• DATA SUPPLIED:
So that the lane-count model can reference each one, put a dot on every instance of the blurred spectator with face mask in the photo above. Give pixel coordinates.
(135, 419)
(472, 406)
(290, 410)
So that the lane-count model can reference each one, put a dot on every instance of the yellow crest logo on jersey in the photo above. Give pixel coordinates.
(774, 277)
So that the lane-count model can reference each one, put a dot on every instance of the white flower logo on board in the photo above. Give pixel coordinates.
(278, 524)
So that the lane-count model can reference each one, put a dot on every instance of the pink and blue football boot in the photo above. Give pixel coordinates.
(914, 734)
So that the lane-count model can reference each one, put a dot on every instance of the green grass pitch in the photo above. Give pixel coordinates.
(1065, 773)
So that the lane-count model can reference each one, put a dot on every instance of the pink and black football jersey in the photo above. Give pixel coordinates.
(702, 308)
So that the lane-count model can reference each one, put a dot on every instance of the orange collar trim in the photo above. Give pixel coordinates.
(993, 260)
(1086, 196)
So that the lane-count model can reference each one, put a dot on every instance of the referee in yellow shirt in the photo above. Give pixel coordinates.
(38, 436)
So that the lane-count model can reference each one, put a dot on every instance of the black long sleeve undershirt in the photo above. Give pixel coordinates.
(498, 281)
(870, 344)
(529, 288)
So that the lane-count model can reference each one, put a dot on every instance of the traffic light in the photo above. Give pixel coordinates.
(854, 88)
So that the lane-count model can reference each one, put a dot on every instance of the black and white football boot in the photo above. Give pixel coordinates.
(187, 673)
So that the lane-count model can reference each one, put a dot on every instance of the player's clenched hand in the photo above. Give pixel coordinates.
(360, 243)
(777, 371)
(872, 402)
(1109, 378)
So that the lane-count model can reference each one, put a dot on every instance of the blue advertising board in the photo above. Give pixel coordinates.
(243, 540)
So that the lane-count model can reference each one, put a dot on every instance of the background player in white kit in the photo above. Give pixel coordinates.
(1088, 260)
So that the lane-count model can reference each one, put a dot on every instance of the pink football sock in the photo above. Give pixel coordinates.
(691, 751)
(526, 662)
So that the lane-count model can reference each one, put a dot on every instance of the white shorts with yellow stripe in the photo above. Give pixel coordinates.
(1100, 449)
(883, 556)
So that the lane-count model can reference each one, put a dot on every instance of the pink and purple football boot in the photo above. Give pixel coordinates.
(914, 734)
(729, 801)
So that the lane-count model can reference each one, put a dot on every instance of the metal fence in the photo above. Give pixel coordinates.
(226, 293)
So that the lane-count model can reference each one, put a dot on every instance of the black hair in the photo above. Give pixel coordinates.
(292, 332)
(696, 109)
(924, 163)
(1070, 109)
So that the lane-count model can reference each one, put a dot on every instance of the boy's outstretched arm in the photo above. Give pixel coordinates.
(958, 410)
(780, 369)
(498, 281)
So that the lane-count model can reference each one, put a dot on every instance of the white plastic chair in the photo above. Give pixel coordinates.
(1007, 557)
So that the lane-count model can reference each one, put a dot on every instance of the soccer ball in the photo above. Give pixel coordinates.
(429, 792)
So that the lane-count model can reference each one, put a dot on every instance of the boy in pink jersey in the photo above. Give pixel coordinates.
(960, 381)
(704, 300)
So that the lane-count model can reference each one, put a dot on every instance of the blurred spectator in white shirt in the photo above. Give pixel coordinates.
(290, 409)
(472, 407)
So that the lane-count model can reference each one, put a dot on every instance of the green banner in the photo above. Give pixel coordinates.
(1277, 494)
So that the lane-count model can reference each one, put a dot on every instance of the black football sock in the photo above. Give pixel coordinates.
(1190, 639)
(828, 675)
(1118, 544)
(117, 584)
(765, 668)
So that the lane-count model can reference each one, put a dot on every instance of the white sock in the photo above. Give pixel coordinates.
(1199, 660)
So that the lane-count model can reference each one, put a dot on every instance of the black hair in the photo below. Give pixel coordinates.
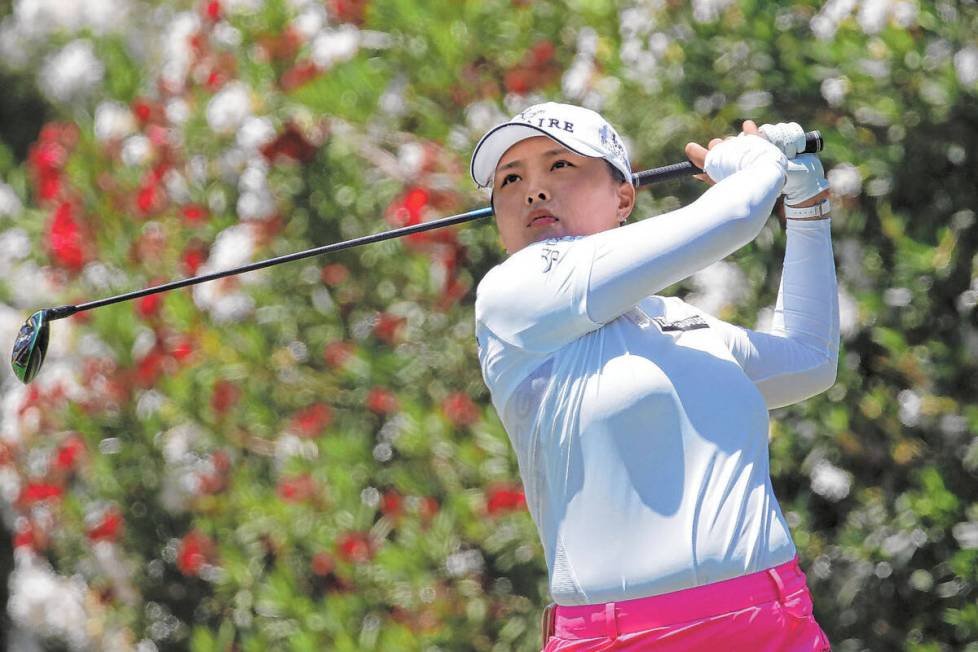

• TO DO:
Pictures are to be left out; the listing above is otherwise to be copied exactly.

• EXERCISE OUTPUT:
So that the lane-count model can reference each one, put a dot on every instance of the blurred spectator with face mask in the photo above. Give pixel coordinates.
(135, 419)
(472, 406)
(290, 410)
So that the lane-count model can reference each one, put a dot on every instance of the yellow crest logo on jersey in the photo above. Give pixel coordinates.
(774, 277)
So that the lane-count model can reference each one, put a dot on every instance of the white flower logo on board in the photo above. Give pixel coordinates.
(278, 524)
So that the lane-count model can reference each one, put a dot on every instance of the pink and blue football boot in the photo above. Give pixel coordinates.
(914, 734)
So that the lane-count model can reference each one, put a dot on every instance of the green grass pitch in the photo above. Give pixel coordinates.
(1065, 773)
So that the lane-count model can reference each one, put a dot on every instance of the pink and black football jersey in the photo above. Give pixel coordinates.
(702, 308)
So that the lane-count model can reference each one, put a dot on every instance of the orange collar trim in the photo above. Give pixel coordinates.
(993, 260)
(1086, 196)
So that the lane-count model can reference each one, put a dot on every instance of the referee in yellow shirt in the photo above. Give pixel coordinates.
(38, 436)
So that the lane-count model can reference each one, put a dot on every instance of the black long sleeve undershirt in the photo above. Give pixel coordinates.
(498, 281)
(870, 344)
(529, 288)
So that the lane-count model can reference each one, put a dot on every instance of the traffic light in the photo above. Give pixel coordinates.
(854, 88)
So that the lane-count model can reference each one, put a dot on every instance of the black and white football boot in the photo above. Give pixel coordinates.
(187, 673)
So that the lane-count model can reference each one, put a dot on every instance of the player's clenched hand in the photo above. Give pixel coordinates.
(360, 243)
(777, 371)
(872, 402)
(1109, 378)
So that the lane-count model can reference each one, put a dot on every instance of the blue advertising board in the photo above. Give pixel coordinates.
(243, 540)
So that the lane-count model can reference each one, put a dot on every instance of the background player in white kit in the photo above. Give pixel coordinates.
(1088, 260)
So that the lane-count model can reference each one, put a dot on every instance of the pink football sock in the photo above. Give pixel coordinates.
(691, 751)
(526, 662)
So that the lane-count model can reference each one, put a dot on every instance of the white shorts with yellow stripe in the photo above. Give pixel coordinates.
(1100, 449)
(883, 556)
So that the lane-count model can reference each one, put a dot on every instance of the pink and purple football boot in the photo above. Give pixel coordinates.
(914, 734)
(729, 801)
So that the lane-count model can reference each one, put a dot on every instance of the metal fence in the photo above. Give pixel coordinates.
(226, 293)
So that the lane-count model can reference each one, put a dot on every instance of the black hair in the photo above. Give pixel coordinates.
(292, 332)
(696, 109)
(924, 163)
(1070, 109)
So that the lane-count model can reference each one, put a dot on every instance of the boy's outstretched arm in the photo above. Give pixel coordinates.
(958, 410)
(780, 369)
(498, 281)
So that the lane-count model can reference each one, put a dot on every instance of the white plastic chair in the photo above. Give pixel coordinates.
(1007, 557)
So that the lane-count model can reference each one, put a dot on every instance of the soccer ball in the photo above. Give pixel coordinates.
(429, 792)
So that the lane-count model can reference each one, put a dot on every instance of the boy in pink jersey in the photo above. Give pixel coordinates.
(960, 381)
(704, 300)
So that the lane-count model can reference each one, put a dot on every instance of the blurred spectator in white shirt in the photo above. Give pixel coordinates.
(290, 409)
(472, 407)
So that the lane-count model can reference each one, put a dot on every instance of the green banner in the photo above. Give pixel coordinates.
(1277, 494)
So that the lane-count model can reference each one, put a dot on every instance of the black football sock in the photo above. Give pixel coordinates.
(1190, 639)
(828, 675)
(1118, 544)
(117, 584)
(765, 668)
So that the lane-count model can reference each one, put a dot on every instance of the white sock in the photo above. Give pixel coordinates.
(1199, 660)
So that the lane-count model can reference each one, put a dot on every instance of the black hair in the photo below. Give pixel coordinates.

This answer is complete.